じじぃの「都市化社会・究極の進化は死を否定すること?ヒトはなぜゴキブリを嫌うのか」

Insect Home Pet: Madagascar Hissing Cocroach

動画 YouTube
https://www.youtube.com/watch?v=HoEdH-QfFbA

Cocroach (ゴキブリ)

読書メーター ヒトはなぜ、ゴキブリを嫌うのか?~脳化社会の生き方~ (扶桑社新書)

感想・レビュー
所々が脳や神経の話で、うっとなってしまった。タイトルに惹かれて手に取ったものの、該当するのは1割にも満たないか。 とは言え、とても楽しく読めた。
タイトルにもある、やつが嫌われる背景には都市化と自然の相容れぬ関係性があることがわかった。確かに人間が管理するものの中にイレギュラーな存在があることは好まれないのだろう。ムダ毛の存在も同じような理由で忌み嫌われる存在であるというのも納得である。 そして、人はものである、という考えも非常に興味深い。なにをもってしてものでないかと問われれば、明確に答えられない。

(保存済み資料)
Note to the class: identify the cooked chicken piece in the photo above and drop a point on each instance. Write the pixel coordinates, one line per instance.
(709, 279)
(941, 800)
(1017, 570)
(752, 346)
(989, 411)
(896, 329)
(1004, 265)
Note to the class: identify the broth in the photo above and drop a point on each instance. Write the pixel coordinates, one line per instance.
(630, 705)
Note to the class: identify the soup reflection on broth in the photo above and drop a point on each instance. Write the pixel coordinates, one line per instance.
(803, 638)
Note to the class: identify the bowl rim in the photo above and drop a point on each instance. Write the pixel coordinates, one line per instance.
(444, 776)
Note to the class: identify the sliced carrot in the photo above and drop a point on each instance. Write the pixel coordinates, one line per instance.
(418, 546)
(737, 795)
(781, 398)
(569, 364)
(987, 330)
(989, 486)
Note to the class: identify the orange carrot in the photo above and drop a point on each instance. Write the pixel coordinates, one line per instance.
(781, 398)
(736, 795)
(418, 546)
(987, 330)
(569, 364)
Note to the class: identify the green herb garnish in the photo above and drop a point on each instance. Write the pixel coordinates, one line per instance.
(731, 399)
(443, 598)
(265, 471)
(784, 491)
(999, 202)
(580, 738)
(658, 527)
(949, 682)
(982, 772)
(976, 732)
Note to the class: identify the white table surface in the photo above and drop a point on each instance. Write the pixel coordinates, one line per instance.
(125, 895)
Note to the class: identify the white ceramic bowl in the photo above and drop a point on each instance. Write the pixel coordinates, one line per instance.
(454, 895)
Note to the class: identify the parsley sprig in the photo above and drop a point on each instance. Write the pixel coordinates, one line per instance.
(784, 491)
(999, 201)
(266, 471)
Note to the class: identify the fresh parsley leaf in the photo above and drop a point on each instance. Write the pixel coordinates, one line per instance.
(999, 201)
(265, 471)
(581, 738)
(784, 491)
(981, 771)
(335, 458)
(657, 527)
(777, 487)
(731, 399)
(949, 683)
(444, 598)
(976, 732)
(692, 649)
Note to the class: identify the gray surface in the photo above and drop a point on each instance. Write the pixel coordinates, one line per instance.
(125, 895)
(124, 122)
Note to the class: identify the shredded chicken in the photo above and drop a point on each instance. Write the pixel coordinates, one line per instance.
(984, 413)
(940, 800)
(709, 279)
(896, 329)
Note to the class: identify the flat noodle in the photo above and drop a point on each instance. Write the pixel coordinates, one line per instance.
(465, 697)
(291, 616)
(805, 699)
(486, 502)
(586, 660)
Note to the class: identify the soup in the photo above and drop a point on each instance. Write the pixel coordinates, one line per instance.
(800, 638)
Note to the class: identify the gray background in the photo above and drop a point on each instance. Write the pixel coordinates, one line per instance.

_作業要件_. ゴキブリが嫌われる理由を扱った上の抜粋文を、一字一句変えずに全文出力してください。

_実行結果_.
じじぃの「都市化社会・究極の進化は死を否定すること?ヒトはなぜゴキブリを嫌うのか」

Insect Home Pet: Madagascar Hissing Cocroach

動画 YouTube
https://www.youtube.com/watch?v=HoEdH-QfFbA

Cocroach (ゴキブリ)

読書メーター ヒトはなぜ、ゴキブリを嫌うのか?~脳化社会の生き方~ (扶桑社新書)

感想・レビュー
所々が脳や神経の話で、うっとなってしまった。タイトルに惹かれて手に取ったものの、該当するのは1割にも満たないか。 とは言え、とても楽しく読めた。
タイトルにもある、やつが嫌われる背景には都市化と自然の相容れぬ関係性があることがわかった。確かに人間が管理するものの中にイレギュラーな存在があることは好まれないのだろう。ムダ毛の存在も同じような理由で忌み嫌われる存在であるというのも納得である。 そして、人はものである、という考えも非常に興味深い。なにをもってしてものでないかと問われれば、明確に答えられない。